| REQUIREMENT |
Begin at the line containing "hey friend, could you box the concrete" in the entries below and end at the line containing "hey friend, could you box the rear bumper"; transcribe that range exactly and nothing outside it.

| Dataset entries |
◆ ◆ ◆ ◆ ◆ ◆ ◆
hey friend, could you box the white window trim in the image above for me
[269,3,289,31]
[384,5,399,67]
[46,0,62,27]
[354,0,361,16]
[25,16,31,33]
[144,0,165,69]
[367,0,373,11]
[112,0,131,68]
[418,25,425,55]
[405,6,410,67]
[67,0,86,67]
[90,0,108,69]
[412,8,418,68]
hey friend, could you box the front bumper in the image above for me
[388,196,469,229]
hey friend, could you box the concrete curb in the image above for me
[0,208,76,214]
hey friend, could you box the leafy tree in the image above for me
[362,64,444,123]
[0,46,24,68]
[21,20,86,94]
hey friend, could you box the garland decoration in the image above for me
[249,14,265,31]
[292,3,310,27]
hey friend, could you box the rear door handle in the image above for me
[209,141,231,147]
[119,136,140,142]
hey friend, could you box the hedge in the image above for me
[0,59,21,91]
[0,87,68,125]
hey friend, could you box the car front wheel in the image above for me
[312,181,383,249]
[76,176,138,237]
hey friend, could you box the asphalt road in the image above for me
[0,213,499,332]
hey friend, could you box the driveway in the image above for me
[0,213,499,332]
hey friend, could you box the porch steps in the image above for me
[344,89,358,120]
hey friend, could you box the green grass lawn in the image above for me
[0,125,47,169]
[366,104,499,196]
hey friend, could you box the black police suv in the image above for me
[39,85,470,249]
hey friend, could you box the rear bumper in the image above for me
◆ ◆ ◆ ◆ ◆ ◆ ◆
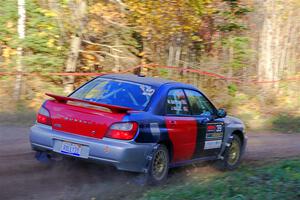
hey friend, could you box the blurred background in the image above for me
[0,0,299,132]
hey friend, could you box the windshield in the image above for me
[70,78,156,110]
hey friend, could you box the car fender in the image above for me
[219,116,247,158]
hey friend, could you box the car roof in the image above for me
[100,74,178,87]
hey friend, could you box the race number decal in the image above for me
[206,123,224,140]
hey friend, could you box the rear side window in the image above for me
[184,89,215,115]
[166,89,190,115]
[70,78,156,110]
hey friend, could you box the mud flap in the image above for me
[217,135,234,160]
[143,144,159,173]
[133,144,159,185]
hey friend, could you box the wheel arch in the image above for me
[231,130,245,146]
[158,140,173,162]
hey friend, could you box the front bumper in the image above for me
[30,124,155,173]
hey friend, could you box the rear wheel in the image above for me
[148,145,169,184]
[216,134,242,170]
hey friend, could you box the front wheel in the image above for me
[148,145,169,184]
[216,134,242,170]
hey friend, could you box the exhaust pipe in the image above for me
◆ ◆ ◆ ◆ ◆ ◆ ◆
| EXPECTED ANSWER |
hey friend, could you box the concrete curb in the image above for me
[0,208,76,214]
hey friend, could you box the leafy tree in the image above for me
[362,64,444,123]
[0,46,24,68]
[21,20,86,94]
hey friend, could you box the garland decoration in the image above for me
[249,14,265,31]
[292,3,310,27]
hey friend, could you box the rear door handle in the image above for me
[209,141,231,147]
[119,136,140,142]
hey friend, could you box the hedge in the image above for me
[0,59,21,91]
[0,87,68,125]
hey friend, could you box the car front wheel in the image above for me
[312,181,383,249]
[76,176,138,237]
hey friend, could you box the asphalt road in the image above for me
[0,213,499,332]
hey friend, could you box the driveway in the image above for me
[0,213,499,332]
hey friend, could you box the porch steps in the image above for me
[344,89,358,120]
hey friend, could you box the green grass lawn in the image above for me
[0,125,47,169]
[366,104,499,196]
hey friend, could you box the black police suv in the image above for me
[39,85,470,249]
hey friend, could you box the rear bumper in the image above for me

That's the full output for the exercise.